*REQUIREMENT 1*.
Say whether each statement agrees with the commit briefs below: (a) a 'git-checkout' visit type produces a snapshot containing all branches of the repository, (b) an HTTP retry feature was added to the GitObjectsFetcher class, and (c) the swh.loader.core[testing] dependency was missing as a side effect of the swh.loader.core v5.18.0 release. Answer yes or no for each and quote the deciding words of the text.

*SUPPLIED PASSAGE*.

Commit Briefs
loader: Ensure to fetch latest snapshot produced by a git visit type
SWH data model allows an origin to have multiple visit types, in particular a git origin can have visit types 'git' and 'git-checkout'. We must ensure to retrieve the latest snapshot for a git visit type in the git loader implementation as it can break incremental loading of a git origin having both visit types mentioned above. Indeed a 'git-checkout' visit type produces a snapshot with a single branch while a 'git' visit type produces a snapshot containing all branches of the loaded repository. Previously, if the latest snapshot retrieved was produced by a 'git-checkout' visit type, the loader would refetch all branches and associated git objects while most of them have already been archived. Related to swh/meta#5092.
requirements-test: Add missing swh.loader.core[testing] dependency
Side effect of swh.loader.core v5.18.0 release.
dumb: Retry HTTP requests in case of throttling or temporary failures
Some network issues can happen when loading a git repository using the dump protocol so add HTTP retry feature to the GitObjectsFetcher class.

(Records in a dataset)
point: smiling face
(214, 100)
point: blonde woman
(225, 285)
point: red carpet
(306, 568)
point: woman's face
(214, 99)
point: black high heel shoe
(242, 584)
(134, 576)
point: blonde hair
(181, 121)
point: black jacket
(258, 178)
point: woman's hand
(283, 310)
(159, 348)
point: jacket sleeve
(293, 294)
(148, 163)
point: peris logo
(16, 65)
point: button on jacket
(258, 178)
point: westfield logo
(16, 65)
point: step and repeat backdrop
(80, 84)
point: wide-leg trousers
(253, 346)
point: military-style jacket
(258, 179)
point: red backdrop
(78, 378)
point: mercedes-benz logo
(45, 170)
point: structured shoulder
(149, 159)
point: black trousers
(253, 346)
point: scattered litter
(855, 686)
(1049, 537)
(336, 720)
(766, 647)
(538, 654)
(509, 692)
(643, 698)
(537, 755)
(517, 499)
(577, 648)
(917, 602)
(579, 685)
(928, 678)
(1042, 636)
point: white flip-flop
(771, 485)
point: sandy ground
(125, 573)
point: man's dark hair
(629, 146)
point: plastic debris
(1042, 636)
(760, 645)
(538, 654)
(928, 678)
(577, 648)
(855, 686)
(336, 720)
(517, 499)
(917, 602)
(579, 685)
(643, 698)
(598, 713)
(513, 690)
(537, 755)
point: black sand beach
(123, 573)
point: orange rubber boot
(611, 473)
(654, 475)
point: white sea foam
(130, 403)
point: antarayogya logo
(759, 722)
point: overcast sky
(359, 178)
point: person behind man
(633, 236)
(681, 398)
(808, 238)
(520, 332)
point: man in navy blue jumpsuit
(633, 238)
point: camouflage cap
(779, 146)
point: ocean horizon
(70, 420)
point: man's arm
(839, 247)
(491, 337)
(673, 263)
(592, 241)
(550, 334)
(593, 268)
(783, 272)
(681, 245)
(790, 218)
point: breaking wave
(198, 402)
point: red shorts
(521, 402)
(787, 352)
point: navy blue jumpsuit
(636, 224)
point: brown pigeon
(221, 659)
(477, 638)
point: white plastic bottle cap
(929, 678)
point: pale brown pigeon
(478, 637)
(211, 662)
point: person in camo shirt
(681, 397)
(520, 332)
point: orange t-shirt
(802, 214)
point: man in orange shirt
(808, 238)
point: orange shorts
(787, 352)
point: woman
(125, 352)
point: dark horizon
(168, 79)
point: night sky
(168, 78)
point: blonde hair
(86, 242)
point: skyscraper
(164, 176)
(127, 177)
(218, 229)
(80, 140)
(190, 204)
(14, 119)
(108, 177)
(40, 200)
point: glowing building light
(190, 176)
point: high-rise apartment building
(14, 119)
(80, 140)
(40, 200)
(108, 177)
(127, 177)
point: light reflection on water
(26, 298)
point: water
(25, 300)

...

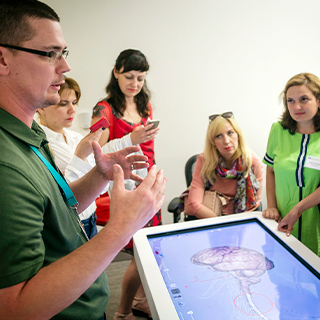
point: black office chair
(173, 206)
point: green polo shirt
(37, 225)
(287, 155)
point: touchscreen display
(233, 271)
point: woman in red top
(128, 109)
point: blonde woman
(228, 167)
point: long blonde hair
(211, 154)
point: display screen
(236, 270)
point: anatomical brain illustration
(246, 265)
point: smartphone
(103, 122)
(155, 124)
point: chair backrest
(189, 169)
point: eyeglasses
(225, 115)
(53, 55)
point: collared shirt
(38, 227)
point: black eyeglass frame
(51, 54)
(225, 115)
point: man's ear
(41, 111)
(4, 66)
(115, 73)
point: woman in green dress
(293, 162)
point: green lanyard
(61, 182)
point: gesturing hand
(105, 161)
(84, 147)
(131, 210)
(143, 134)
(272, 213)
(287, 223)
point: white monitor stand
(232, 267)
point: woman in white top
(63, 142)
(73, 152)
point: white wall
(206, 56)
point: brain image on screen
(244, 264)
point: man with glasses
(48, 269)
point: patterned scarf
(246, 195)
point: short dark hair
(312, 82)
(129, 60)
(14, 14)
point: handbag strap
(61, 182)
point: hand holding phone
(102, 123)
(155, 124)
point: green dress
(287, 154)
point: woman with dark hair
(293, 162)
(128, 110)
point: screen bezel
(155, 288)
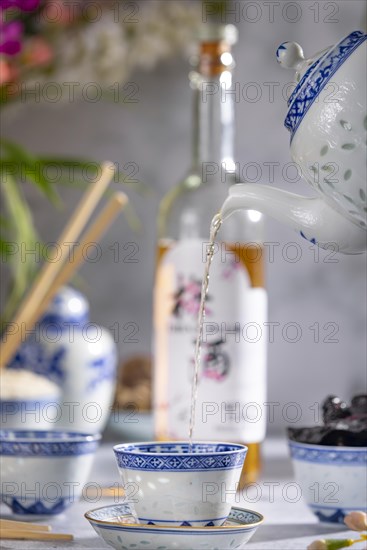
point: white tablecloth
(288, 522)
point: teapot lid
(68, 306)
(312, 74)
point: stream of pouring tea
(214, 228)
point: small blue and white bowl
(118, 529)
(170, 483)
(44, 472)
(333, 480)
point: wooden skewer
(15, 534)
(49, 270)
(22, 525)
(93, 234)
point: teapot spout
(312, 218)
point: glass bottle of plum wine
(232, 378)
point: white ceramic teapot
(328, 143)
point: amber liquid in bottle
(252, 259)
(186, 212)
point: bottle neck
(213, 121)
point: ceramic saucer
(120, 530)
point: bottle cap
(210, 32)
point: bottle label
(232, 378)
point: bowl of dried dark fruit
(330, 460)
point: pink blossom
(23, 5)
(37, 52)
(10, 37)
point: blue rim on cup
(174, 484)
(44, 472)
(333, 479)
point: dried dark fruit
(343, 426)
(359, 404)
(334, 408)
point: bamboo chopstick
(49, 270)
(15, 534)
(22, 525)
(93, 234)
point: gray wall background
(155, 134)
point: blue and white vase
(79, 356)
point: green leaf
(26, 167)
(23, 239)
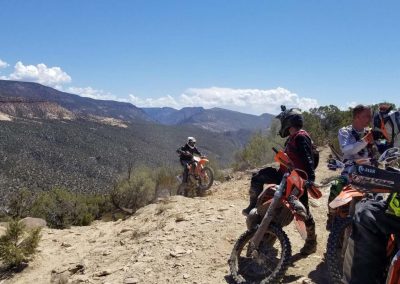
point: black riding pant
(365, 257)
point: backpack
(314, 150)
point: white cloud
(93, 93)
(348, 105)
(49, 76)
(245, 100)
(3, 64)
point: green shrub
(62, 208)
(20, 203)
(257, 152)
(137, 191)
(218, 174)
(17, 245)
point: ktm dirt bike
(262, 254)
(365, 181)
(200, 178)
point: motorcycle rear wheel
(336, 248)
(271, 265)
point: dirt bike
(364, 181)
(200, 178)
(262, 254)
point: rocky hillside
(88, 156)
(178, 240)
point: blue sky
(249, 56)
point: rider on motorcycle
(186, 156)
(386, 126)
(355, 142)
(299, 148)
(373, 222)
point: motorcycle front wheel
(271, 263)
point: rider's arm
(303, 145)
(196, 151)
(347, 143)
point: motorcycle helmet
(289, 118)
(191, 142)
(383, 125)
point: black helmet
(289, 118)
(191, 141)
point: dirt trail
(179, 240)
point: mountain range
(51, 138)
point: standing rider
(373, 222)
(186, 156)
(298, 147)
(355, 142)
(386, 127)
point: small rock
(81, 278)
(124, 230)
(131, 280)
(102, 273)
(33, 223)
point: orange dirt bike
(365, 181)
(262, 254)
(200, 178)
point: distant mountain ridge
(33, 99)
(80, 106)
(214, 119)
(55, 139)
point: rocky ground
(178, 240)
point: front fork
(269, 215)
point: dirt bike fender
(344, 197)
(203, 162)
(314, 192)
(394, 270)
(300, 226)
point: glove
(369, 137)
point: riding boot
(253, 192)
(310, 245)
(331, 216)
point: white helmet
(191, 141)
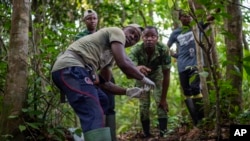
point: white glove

*REQUIREMENT 2*.
Count the lines of the records above that contain the string "teapot", treating case as significant, and reply with the number only.

*WRITTEN RESPONSE 1*.
(a) No: "a 'git-checkout' visit type produces a snapshot with a single branch"
(b) Yes: "add HTTP retry feature to the GitObjectsFetcher class"
(c) Yes: "Side effect of swh.loader.core v5.18.0 release."

*WRITTEN RESPONSE 2*.
3